Entries from a point annotation set:
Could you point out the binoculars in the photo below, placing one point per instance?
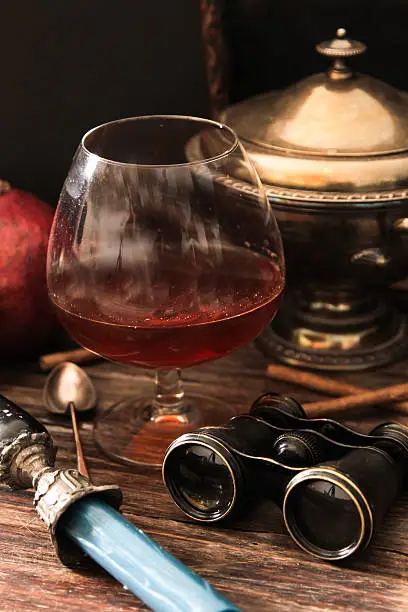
(333, 485)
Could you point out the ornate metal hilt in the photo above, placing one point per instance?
(27, 456)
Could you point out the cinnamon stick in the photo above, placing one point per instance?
(47, 362)
(368, 398)
(323, 384)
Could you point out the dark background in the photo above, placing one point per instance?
(68, 66)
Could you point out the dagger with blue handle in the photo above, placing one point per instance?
(83, 520)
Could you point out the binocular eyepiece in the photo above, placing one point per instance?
(334, 485)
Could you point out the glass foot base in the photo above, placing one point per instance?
(127, 432)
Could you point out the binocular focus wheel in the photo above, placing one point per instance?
(276, 401)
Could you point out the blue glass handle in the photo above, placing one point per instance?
(163, 582)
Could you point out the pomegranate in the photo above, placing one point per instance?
(26, 317)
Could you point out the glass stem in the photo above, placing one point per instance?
(168, 393)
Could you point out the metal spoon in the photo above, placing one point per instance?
(68, 387)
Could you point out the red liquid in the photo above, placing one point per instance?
(170, 317)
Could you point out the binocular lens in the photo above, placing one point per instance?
(200, 480)
(324, 517)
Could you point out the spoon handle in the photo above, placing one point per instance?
(82, 469)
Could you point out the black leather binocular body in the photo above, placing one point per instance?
(334, 485)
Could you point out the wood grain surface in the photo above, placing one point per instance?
(253, 562)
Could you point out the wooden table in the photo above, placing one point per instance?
(254, 563)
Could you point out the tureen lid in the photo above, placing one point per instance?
(332, 136)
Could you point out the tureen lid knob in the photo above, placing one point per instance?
(339, 48)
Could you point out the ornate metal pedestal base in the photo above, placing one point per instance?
(335, 332)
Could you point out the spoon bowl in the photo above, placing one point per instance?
(68, 383)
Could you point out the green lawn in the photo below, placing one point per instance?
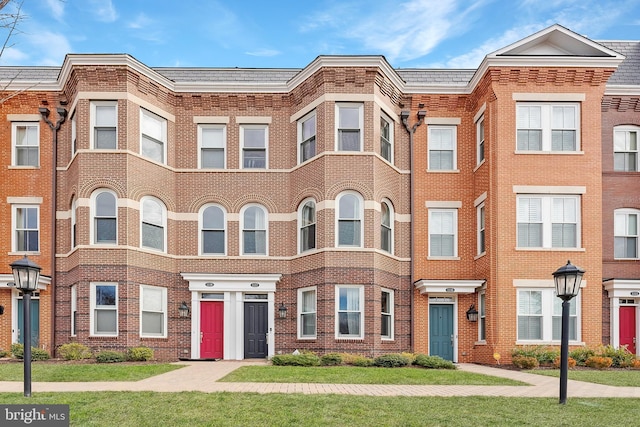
(68, 372)
(356, 375)
(620, 378)
(251, 409)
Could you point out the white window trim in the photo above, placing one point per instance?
(201, 225)
(391, 314)
(547, 213)
(454, 128)
(626, 212)
(242, 228)
(14, 216)
(337, 311)
(93, 116)
(164, 224)
(548, 295)
(300, 136)
(546, 118)
(202, 126)
(360, 123)
(391, 123)
(264, 127)
(300, 209)
(455, 233)
(360, 217)
(14, 146)
(92, 226)
(93, 308)
(163, 123)
(164, 311)
(301, 291)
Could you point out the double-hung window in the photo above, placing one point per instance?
(153, 136)
(548, 221)
(153, 311)
(386, 138)
(349, 126)
(625, 148)
(254, 141)
(213, 141)
(254, 230)
(104, 123)
(105, 224)
(307, 218)
(26, 144)
(626, 233)
(540, 316)
(443, 232)
(213, 226)
(307, 313)
(386, 314)
(442, 148)
(552, 126)
(349, 218)
(153, 226)
(307, 137)
(349, 311)
(26, 226)
(104, 309)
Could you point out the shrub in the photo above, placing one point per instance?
(571, 362)
(74, 351)
(581, 354)
(302, 359)
(599, 362)
(392, 360)
(109, 356)
(525, 362)
(36, 353)
(140, 354)
(331, 359)
(433, 362)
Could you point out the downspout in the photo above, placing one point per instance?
(62, 115)
(404, 115)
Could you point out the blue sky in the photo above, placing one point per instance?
(290, 34)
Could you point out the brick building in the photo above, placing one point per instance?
(346, 206)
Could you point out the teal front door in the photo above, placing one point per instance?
(35, 322)
(441, 331)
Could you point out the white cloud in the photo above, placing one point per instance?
(104, 10)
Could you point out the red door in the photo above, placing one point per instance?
(628, 328)
(211, 330)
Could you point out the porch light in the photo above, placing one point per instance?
(184, 309)
(567, 279)
(472, 314)
(282, 310)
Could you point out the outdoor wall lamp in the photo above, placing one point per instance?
(472, 314)
(567, 280)
(282, 310)
(183, 310)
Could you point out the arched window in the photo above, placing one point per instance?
(212, 230)
(307, 225)
(105, 221)
(349, 218)
(254, 230)
(386, 227)
(154, 221)
(626, 233)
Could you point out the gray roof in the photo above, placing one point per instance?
(628, 73)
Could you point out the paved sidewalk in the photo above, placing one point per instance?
(202, 376)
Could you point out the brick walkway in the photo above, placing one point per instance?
(202, 376)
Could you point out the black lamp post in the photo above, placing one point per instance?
(26, 275)
(567, 279)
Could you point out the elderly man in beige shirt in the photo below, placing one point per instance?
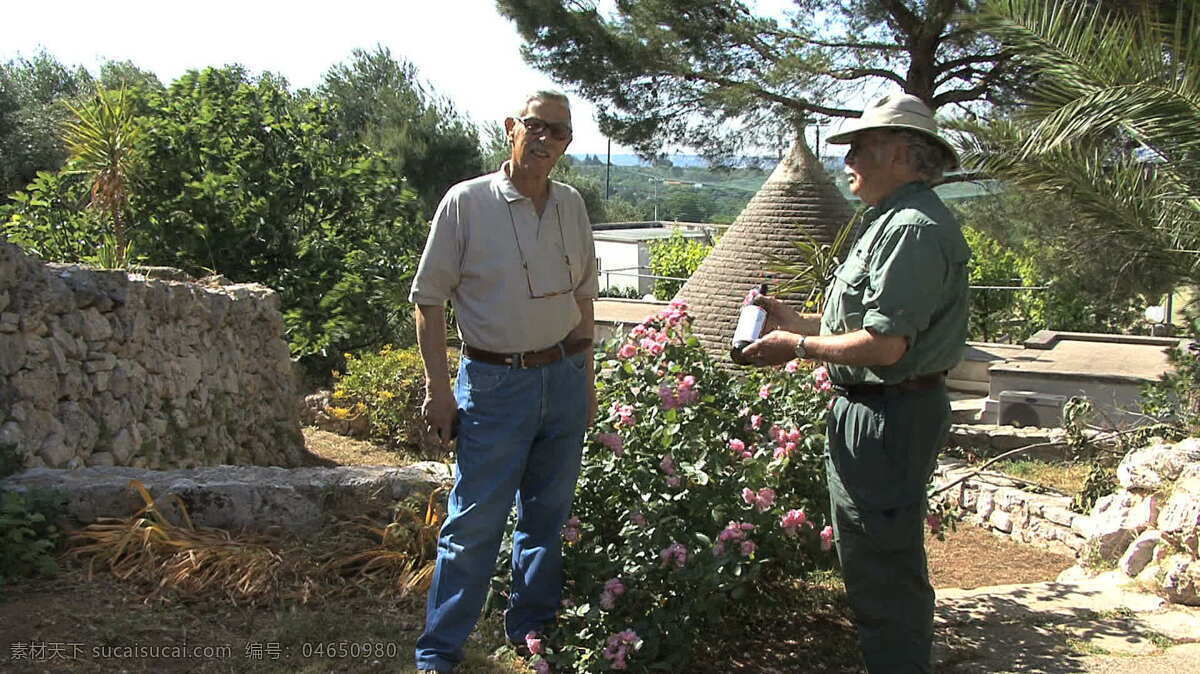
(513, 252)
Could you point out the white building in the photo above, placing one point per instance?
(623, 251)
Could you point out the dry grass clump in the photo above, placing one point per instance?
(202, 563)
(149, 548)
(405, 554)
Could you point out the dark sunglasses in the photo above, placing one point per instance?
(558, 130)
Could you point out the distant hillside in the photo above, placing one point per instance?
(695, 193)
(684, 161)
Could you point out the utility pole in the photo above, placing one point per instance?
(607, 170)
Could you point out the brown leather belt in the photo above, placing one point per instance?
(529, 359)
(911, 385)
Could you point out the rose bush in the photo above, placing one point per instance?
(697, 486)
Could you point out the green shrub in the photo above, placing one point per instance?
(389, 387)
(28, 534)
(676, 257)
(1175, 397)
(688, 480)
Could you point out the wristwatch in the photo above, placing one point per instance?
(801, 351)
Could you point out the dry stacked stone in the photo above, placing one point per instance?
(114, 368)
(1150, 527)
(798, 203)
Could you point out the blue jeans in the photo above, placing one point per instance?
(520, 439)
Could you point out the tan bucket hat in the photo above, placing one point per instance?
(897, 110)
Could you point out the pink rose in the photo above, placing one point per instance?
(821, 379)
(533, 643)
(765, 499)
(607, 600)
(792, 521)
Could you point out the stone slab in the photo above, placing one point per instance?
(299, 500)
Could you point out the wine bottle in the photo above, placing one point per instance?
(750, 323)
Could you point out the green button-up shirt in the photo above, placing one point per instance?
(906, 275)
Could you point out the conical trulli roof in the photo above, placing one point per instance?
(798, 203)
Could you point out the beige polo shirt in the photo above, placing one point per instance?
(513, 277)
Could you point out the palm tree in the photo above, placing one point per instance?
(1111, 122)
(101, 140)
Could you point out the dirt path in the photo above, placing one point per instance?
(982, 627)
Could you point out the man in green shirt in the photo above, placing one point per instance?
(894, 322)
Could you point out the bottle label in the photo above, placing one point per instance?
(750, 323)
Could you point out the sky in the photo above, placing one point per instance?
(465, 48)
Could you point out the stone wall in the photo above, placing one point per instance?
(1150, 528)
(114, 368)
(1000, 505)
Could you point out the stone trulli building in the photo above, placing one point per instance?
(798, 203)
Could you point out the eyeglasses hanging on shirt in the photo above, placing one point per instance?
(547, 275)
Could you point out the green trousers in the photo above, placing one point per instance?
(881, 453)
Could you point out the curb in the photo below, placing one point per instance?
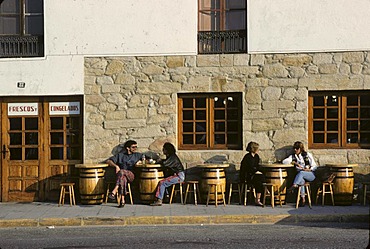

◆ What needs to be done
Pick out each line of the data above that contains the word "trulli" and copy it in full.

◆ Final answer
Could you point out the conical trulli roof in the photo above, placing one point per instance?
Could you point out the stone trulli building in the photo above, placing one point per instance?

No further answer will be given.